[Text]
Sunday, March 22, 2020

Staying Busy

Are you bored yet?

Since writing is a solitary endeavor, I'm used to being alone with my thoughts. So you might conclude I'm having an easier time with this forced isolation than others. You'd be wrong.


I cancelled my physical therapy sessions and put my health club membership on hold Wednesday, after a trip to the grocery store and the hardware store where I bought a carload of mulch. I figured I'd work on the mulching in the afternoons, after I spent the morning writing and I could stretch that out for at least a week. Sounded like a perfect way to fill up my days, right?

Again, you'd be wrong.

The mulching was done by Friday, along with the preparation of a batch of oatmeal cookies. I had not made cookies in years. Not even at Christmas.

Now I have to go through all the stock photo houses looking for images for cover art for my first Revolutionary War romance. Normally, I'd get irritated after the first hour, since it was taking way too much of my time. Now I'm looking forward to the challenge. It's either that, or go running from the house naked  like a crazy person. For the sake of the neighbors, I am grateful for the distraction.

Period Images, here I come.

Sunday, March 15, 2020

Hunkering Down

Now that we've all been made crazy scared by the reports relating to the CoronaVirus, more and more of us are opting out of everything and staying close to home. Which, as it turns out, is not a bad thing to do. Think of all the books you can take off your TBR pile!

But, if lounging on the sofa or in bed, and diving into a book doesn't appeal, you can participate in other activities, like taking over the dining room table to put together that jigsaw puzzle you got as a Christmas gift. Or using up your yarn and knitting a pair of mittens or a scarf that will come in handy next winter. How about getting your flower beds ready for your spring planting? Or baking that new dish you discovered on the internet?

As for me, I'm going to spend my time writing, both for pleasure, which is what I call my novel writing, or for business, which is my side hustle job that helps pay the bills. And finding another side hustle job. Maybe working on the little bit of land that is in front of my condo, making it pretty for spring. Especially if it's sunny, since Mary loves to lay on hot concrete while I work.

Regardless of what you're into, this forced break in all of our routines should be viewed as a blessing in disguise. You can finally do all those things you've put off doing when work got in the way. Enjoy your time, hunker down, and stay safe, everyone.


Sunday, March 8, 2020

Practice, Practice

I had lunch with an old friend this past week. Many years ago, when we both were much younger and had better eyesight, I taught her the basics of quilting. If you've ever tried this art form, you know the benchmark of your quality workmanship is how many stitches you can get to an inch of fabric when hand-quilting your pattern to hold the three layers together. My friend reminded me that I had managed to get to twelve per inch, something she strived for but never could achieve.


Which, of course, made me think of writing. In many ways, it's like quilting. You begin with this pile of disorganized ideas, some big images in your head, some just niggling little details. Some are quite colorful and well-defined, some ideas are vague and monochromatic, but all are essential to holding the story or the quilt pattern together. Quilters and writers both take courses and workshops to hone our craft, and continuously work to improve on our art. 

And, if we're really lucky, we can progress from five or six stitches per inch to the lauded twelve.
[/Text]
• **Your tasks**:
1. Decide whether each statement below agrees with the blog posts. For each one, answer yes or no and quote the words from the blog posts that settle it.
(a) The mulching kept the writer busy for about a week.
(b) The writer had not baked cookies in years.
(c) The friend eventually reached twelve stitches per inch.
2. In the blog posts, what is the writer looking for in the stock photo houses?
[Information shown]
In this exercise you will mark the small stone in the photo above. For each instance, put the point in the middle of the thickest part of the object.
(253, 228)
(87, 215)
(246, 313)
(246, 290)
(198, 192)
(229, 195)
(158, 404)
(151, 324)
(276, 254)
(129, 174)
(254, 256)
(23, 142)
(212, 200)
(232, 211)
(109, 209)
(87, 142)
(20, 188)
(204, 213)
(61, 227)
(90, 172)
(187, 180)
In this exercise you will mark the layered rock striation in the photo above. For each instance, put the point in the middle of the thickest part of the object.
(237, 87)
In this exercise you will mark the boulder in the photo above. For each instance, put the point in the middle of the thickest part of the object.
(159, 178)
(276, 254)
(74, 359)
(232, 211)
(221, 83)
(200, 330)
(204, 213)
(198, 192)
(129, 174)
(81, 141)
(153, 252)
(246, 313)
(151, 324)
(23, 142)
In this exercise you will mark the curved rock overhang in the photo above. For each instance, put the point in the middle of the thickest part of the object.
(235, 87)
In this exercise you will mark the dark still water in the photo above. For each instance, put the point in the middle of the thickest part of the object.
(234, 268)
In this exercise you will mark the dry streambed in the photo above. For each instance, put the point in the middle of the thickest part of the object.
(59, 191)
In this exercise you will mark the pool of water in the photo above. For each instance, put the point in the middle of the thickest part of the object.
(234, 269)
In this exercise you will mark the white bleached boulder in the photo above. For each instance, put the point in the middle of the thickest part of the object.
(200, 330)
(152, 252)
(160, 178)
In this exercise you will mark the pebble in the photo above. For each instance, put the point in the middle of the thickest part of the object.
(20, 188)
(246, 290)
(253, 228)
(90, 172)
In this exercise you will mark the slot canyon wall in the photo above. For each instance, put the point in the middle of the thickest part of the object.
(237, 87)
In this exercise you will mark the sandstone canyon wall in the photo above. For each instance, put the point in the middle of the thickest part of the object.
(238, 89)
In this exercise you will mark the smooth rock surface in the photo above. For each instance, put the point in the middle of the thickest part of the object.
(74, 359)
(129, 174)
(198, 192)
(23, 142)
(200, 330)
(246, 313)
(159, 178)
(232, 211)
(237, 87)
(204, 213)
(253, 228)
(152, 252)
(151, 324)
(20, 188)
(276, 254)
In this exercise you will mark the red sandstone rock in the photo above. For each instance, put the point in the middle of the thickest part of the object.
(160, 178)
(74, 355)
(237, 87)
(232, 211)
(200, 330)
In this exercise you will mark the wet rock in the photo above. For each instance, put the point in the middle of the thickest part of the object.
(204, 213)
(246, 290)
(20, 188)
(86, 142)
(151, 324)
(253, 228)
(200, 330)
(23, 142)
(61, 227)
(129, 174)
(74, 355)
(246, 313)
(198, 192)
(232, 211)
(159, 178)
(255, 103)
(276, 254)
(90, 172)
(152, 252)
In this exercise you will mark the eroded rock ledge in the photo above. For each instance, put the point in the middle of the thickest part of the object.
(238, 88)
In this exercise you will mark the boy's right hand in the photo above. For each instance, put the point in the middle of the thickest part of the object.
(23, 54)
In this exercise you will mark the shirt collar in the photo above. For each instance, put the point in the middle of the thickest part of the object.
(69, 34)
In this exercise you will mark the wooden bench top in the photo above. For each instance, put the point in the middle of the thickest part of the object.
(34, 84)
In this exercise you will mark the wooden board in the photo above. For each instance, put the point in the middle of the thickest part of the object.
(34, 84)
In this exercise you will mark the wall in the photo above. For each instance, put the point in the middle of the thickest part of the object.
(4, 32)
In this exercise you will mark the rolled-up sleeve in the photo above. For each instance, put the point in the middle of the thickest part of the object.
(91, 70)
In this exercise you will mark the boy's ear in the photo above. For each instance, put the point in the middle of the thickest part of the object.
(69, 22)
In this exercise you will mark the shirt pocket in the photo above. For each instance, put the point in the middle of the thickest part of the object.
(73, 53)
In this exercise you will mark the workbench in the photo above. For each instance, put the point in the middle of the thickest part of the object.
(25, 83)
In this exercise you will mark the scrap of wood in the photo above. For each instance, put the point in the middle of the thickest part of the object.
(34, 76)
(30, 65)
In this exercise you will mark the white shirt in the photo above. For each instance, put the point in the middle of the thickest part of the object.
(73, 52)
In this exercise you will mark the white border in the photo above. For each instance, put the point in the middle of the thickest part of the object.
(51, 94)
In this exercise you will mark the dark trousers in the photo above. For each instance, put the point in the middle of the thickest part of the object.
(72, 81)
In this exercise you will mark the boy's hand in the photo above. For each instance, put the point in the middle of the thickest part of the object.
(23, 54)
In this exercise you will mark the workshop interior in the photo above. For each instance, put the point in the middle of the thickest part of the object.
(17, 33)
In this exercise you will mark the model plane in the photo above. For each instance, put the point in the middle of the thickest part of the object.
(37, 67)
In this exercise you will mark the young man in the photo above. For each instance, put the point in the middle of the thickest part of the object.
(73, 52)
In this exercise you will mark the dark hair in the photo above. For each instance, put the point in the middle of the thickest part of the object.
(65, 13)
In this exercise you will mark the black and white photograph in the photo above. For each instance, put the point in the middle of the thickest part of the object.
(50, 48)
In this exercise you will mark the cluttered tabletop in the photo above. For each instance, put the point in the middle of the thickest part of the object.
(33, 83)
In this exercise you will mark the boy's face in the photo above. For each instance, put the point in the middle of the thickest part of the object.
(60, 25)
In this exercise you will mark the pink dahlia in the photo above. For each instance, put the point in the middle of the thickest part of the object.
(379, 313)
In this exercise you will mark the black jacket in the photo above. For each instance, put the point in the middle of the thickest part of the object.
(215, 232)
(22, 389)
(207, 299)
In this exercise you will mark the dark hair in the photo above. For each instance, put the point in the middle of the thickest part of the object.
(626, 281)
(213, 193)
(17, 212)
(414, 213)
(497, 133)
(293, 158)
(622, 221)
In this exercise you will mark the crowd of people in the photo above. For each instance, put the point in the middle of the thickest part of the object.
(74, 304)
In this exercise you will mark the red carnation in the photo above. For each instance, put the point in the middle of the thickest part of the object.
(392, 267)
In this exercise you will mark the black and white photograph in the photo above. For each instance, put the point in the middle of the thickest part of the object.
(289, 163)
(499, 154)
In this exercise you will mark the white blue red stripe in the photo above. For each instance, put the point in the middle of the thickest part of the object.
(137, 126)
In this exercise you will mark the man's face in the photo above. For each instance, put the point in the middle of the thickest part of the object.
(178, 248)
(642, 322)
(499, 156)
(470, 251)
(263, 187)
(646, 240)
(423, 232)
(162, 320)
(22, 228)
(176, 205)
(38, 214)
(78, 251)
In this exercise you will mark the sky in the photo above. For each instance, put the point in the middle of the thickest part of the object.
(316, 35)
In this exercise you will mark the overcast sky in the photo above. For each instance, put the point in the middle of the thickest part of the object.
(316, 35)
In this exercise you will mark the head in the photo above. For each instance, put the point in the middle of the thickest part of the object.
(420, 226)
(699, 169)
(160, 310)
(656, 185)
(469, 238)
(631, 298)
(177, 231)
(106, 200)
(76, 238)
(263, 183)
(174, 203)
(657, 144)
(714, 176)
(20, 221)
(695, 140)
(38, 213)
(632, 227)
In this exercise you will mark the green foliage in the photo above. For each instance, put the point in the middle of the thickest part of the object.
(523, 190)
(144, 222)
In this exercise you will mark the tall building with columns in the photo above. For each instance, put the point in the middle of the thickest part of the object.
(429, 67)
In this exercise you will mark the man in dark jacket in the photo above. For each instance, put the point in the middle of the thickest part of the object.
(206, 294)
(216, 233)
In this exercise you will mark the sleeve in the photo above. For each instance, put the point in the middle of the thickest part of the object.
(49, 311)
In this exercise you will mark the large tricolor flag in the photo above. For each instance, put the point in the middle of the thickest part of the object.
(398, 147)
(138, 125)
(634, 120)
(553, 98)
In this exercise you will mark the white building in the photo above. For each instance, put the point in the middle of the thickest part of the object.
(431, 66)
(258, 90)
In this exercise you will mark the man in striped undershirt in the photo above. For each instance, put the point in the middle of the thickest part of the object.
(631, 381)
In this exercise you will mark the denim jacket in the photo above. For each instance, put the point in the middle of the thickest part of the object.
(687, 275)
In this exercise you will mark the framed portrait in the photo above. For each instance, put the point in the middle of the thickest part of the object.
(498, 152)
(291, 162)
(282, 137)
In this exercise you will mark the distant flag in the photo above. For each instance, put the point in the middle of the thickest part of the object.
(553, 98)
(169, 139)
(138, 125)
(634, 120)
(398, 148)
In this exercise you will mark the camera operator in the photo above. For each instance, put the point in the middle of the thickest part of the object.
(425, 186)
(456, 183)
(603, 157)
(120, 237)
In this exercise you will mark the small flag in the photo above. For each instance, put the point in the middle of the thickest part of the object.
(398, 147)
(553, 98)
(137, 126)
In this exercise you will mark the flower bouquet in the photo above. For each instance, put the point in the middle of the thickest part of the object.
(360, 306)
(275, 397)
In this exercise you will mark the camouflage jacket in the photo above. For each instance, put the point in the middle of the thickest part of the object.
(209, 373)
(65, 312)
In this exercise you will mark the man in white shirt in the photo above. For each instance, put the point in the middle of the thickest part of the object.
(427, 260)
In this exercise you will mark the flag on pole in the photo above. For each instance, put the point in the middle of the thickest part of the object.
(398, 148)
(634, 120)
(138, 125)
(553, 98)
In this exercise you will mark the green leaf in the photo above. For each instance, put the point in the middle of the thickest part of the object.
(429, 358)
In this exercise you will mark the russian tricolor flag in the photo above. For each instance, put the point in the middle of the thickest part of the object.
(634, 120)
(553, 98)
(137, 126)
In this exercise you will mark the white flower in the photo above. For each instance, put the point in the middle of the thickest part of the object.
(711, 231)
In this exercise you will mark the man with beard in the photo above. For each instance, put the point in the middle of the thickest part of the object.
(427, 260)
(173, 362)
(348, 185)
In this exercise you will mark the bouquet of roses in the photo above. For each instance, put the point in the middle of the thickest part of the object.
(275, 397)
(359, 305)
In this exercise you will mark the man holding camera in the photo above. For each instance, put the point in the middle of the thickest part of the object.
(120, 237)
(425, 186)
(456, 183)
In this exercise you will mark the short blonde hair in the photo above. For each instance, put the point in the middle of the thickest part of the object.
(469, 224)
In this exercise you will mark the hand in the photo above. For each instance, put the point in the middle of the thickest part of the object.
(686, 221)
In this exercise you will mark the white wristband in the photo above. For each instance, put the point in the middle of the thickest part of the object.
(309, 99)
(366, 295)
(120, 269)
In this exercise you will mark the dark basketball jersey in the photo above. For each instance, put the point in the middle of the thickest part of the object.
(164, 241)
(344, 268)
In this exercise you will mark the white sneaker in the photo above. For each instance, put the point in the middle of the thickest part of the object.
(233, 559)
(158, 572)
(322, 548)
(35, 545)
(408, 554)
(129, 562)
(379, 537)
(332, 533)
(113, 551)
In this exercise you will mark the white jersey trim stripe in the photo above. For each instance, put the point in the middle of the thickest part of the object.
[/Information shown]
• **Problem solutions**:
1.
(a) No: "The mulching was done by Friday"
(b) Yes: "I had not made cookies in years."
(c) No: "something she strived for but never could achieve"

2. Images for cover art for the writer's first Revolutionary War romance.